### Task to carry out
Rewrite all of the entries below, changing every "innermost point" to "central point" and keeping everything else as it is. Leave the pictures out.

### Given information
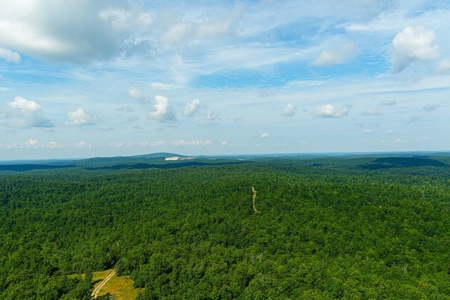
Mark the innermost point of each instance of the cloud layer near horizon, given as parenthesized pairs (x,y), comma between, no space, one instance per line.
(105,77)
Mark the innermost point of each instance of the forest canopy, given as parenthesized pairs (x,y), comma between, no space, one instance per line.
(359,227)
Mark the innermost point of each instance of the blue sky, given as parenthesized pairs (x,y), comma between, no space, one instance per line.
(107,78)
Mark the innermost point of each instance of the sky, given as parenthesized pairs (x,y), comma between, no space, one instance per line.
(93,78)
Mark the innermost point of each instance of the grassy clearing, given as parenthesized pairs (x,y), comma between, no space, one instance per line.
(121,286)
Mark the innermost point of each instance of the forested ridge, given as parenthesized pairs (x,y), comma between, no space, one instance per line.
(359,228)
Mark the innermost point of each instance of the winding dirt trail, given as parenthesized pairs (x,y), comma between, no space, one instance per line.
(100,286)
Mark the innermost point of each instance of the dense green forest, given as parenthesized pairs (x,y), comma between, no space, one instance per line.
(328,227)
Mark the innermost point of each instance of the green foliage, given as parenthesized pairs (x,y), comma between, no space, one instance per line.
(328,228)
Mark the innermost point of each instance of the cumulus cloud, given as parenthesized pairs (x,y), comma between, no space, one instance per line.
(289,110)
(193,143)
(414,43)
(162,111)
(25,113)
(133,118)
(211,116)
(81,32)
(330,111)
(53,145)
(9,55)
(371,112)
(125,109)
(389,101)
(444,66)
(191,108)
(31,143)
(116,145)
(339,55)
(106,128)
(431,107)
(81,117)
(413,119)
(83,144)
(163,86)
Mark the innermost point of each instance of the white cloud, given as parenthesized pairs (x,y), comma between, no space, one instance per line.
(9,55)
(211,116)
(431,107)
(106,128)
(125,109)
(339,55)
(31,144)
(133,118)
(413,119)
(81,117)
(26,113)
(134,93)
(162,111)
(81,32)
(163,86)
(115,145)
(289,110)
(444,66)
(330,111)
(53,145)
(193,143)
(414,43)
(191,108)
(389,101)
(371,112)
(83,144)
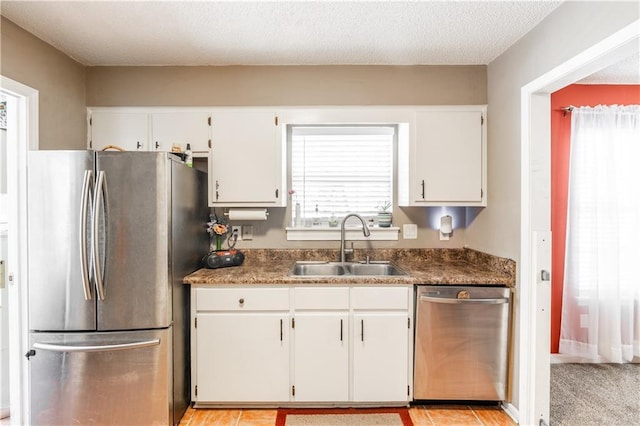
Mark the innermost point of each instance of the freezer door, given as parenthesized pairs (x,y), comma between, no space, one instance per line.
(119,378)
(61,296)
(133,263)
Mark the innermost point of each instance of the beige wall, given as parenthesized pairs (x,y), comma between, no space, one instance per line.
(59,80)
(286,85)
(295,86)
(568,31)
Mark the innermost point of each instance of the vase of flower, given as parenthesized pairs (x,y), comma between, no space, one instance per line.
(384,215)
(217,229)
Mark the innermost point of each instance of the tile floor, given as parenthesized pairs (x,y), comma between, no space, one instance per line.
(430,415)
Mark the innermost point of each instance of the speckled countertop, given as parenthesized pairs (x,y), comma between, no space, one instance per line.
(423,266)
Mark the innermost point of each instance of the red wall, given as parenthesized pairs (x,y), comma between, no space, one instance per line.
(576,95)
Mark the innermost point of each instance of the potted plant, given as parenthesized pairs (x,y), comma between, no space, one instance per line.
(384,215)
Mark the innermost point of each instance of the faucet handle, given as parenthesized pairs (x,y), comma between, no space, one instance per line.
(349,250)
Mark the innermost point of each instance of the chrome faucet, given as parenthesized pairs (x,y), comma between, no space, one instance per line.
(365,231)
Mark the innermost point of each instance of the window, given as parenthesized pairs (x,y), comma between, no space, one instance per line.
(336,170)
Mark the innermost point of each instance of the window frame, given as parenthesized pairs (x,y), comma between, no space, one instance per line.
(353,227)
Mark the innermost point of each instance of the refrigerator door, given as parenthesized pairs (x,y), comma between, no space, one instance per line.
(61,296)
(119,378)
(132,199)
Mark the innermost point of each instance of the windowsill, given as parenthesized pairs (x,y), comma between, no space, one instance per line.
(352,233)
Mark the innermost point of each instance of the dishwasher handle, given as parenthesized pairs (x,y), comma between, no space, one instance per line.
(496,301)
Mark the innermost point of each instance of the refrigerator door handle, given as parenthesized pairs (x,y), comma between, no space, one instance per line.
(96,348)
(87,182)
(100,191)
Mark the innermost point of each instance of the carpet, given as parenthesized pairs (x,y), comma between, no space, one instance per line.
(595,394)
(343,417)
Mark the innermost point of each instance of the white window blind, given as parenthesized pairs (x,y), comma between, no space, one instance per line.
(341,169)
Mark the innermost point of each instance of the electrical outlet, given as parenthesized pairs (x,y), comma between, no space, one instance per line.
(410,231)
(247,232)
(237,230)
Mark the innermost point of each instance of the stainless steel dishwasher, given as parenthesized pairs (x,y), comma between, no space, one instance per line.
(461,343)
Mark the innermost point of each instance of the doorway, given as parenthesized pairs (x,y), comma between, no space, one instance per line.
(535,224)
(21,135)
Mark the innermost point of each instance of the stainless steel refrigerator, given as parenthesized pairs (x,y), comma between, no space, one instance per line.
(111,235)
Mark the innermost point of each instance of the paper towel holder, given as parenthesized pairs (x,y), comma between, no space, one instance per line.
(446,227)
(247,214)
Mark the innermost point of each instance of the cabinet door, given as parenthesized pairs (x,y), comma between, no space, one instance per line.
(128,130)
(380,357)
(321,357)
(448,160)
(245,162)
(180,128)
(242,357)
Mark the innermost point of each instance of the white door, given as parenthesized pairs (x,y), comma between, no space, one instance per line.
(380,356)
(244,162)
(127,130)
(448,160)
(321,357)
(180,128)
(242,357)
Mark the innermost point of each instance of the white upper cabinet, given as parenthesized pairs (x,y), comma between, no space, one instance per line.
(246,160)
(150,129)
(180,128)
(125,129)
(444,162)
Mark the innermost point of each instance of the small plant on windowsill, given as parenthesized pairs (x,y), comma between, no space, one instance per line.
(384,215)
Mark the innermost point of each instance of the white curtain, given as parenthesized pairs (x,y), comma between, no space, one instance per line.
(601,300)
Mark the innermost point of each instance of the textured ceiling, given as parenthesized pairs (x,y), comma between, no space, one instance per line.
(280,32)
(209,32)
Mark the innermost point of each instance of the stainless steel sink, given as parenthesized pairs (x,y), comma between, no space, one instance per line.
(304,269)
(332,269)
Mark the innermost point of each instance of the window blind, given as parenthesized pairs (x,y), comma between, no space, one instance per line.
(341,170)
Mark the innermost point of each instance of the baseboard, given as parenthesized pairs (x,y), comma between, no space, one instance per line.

### The completed task
Mark the central point of each instance of the cloud layer near horizon, given as parenthesized pairs (x,y), comma between, no space, one instance per line.
(105,77)
Mark the central point of each instance of the forest canopy, given as parenthesized pairs (x,y), comma between, no space, one instance per line.
(359,227)
Mark the central point of each instance of the blue sky, given as parenthesized pairs (x,y), comma between, no space, one instance per line.
(107,78)
Mark the central point of each instance of the sky, given as parenthesized pairs (x,y), comma between, no space, one instance per line.
(93,78)
Mark the central point of each instance of the grassy clearing, given as parenthesized pairs (x,y), comma between, no space, one instance per line.
(121,286)
Mark the central point of each instance of the forested ridge, given as parenthesized pairs (x,y), comma between, no space, one instance per line.
(359,228)
Mark the central point of each instance of the winding dirt trail, given as parenthesized pairs (x,y), comma between, no space, one instance per line.
(100,286)
Mark the central point of each instance of the dense green forest, given as parenthesized pairs (x,y), comma between, no space, one instance per line.
(328,227)
Mark the central point of each instance of the green foliage, given as parenthesized pairs (x,y), comma between, no space, one instance per line.
(328,228)
Mark the central point of each instance of the cumulus cloud, given as parenthesized pairs (x,y), comma between, no space, one instance per line.
(289,110)
(193,143)
(414,43)
(162,111)
(25,113)
(133,118)
(211,116)
(81,32)
(330,111)
(53,145)
(9,55)
(371,112)
(125,109)
(389,101)
(444,66)
(191,108)
(31,143)
(116,145)
(339,55)
(106,128)
(431,107)
(81,117)
(413,119)
(83,144)
(163,86)
Mark the central point of each instance of the white cloud, given as parenthesized pairs (x,y), comma between, no space, one instance per line.
(9,55)
(211,116)
(431,107)
(106,128)
(125,109)
(339,55)
(31,144)
(133,118)
(413,119)
(81,117)
(26,113)
(134,93)
(162,111)
(81,32)
(163,86)
(115,145)
(289,110)
(444,66)
(330,111)
(53,145)
(193,143)
(414,43)
(191,108)
(389,101)
(371,112)
(83,144)
Mark the central point of each instance of the freezer door, given as parenthesized pairs (x,y), comma between, no space, one instance per line.
(119,378)
(61,296)
(133,263)
Mark the central point of each instance of the beige wall, given as parenthesized pairs (x,y), comma between, no space, one instance per line.
(59,80)
(286,85)
(295,86)
(568,31)
Mark the central point of each instance of the vase of flower, given as parenthesized pairs (x,y), comma between, no space, one instance per line.
(384,215)
(217,229)
Mark the central point of each instance of the tile floor, given as parenthesized pairs (x,y), comma between, no space, one instance per line.
(430,415)
Mark the central point of each instance of the speckled countertop, given as parenthesized pairs (x,y), comma between, no space, one instance per line.
(423,266)
Mark the central point of each instance of the red wall, given as parenthesized pairs (x,y), comma between, no space, one instance per line.
(576,95)
Mark the central point of each instance of the potted plant, given as parenthesized pairs (x,y), comma between, no space, one instance per line.
(384,215)
Mark the central point of each instance of the faucet handle, given as parenthesized pairs (x,y), comma between, no space, one instance per line.
(349,250)
Mark the central point of each instance of the chrome faucet, given as parenthesized pairs (x,y), comma between, no space, one instance per line.
(365,231)
Mark the central point of each instance of the window, given as parenthesized pairs (x,y), comma between, no space, one instance per line.
(336,170)
Mark the central point of each instance of the window frame, given as parenthesized pairs (x,y), comma between, no space, one instance per line.
(353,227)
Mark the central point of each instance of the refrigerator door, given as parenthesized pairs (x,y), comma between, no space, one instance per line.
(61,296)
(119,378)
(132,199)
Mark the central point of each instance of the windowsill, given as parenthesized pairs (x,y), comma between, no space, one instance per line.
(352,233)
Mark the central point of each instance of the dishwasher handle, given as parenthesized pairs (x,y), comma between, no space, one instance per line.
(496,301)
Mark the central point of each instance of the refrigerator door handle, given as parenthesized pairs (x,y), comma between, no space, one instance per line.
(96,348)
(87,182)
(100,191)
Mark the central point of each instance of the carpet, given as parenthesized pairs (x,y), comma between, no space, one instance per line.
(595,394)
(343,417)
Mark the central point of each instance of the white window blind, given as parenthesized pairs (x,y), comma between, no space, one instance per line.
(341,169)
Mark the central point of each instance of the electrical outlet, given as parenthesized pairs (x,y), comma between, no space, one instance per line.
(410,231)
(247,232)
(237,230)
Mark the central point of each instance of the stainless steel dishwasher, given as parenthesized pairs (x,y), comma between, no space, one instance per line.
(461,343)
Mark the central point of each instance of the doorway, given as parenthesized pairs (x,y), comma between, no space, one instance per line.
(535,224)
(21,135)
Mark the central point of each instance of the stainless steel refrigerator, given as parenthesized pairs (x,y), comma between, no space, one instance per line.
(111,235)
Mark the central point of each instance of the paper towel holder, given as parenthesized pairs (x,y), comma between, no space, one instance per line.
(446,227)
(247,214)
Mark the central point of each instance of the cabinet door, given as parenthesized pairs (x,y), comma between, no space, one instance per line.
(128,130)
(380,357)
(321,357)
(448,160)
(245,162)
(180,128)
(242,357)
Mark the central point of each instance of the white door, given as parenthesized pairs (x,y), comma between, no space, one instance per line.
(380,356)
(244,162)
(127,130)
(448,160)
(321,357)
(180,128)
(242,357)
Mark the central point of each instance of the white upper cabinet, given as parenthesized pairs (x,y), comma between, no space, one instance per line.
(246,160)
(150,129)
(180,128)
(125,129)
(444,162)
Mark the central point of each instance of the small plant on windowsill, given as parenthesized pairs (x,y), comma between, no space, one instance per line.
(384,215)
Mark the central point of each instance of the white curtain, given as parenthesized pairs (x,y), comma between, no space, one instance per line.
(601,300)
Mark the central point of each instance of the textured ceiling, given as parenthesized pairs (x,y), comma between, no space, one instance per line.
(280,32)
(209,32)
Mark the central point of each instance of the stainless steel sink, given as parenthesized pairs (x,y), comma between, no space, one instance per line.
(304,269)
(332,269)
Mark the central point of each instance of the window blind, given as parenthesized pairs (x,y), comma between, no space, one instance per line.
(341,170)
Mark the central point of each instance of the baseboard, given as parenthesized pairs (x,y), comma between, no space, one instance per line.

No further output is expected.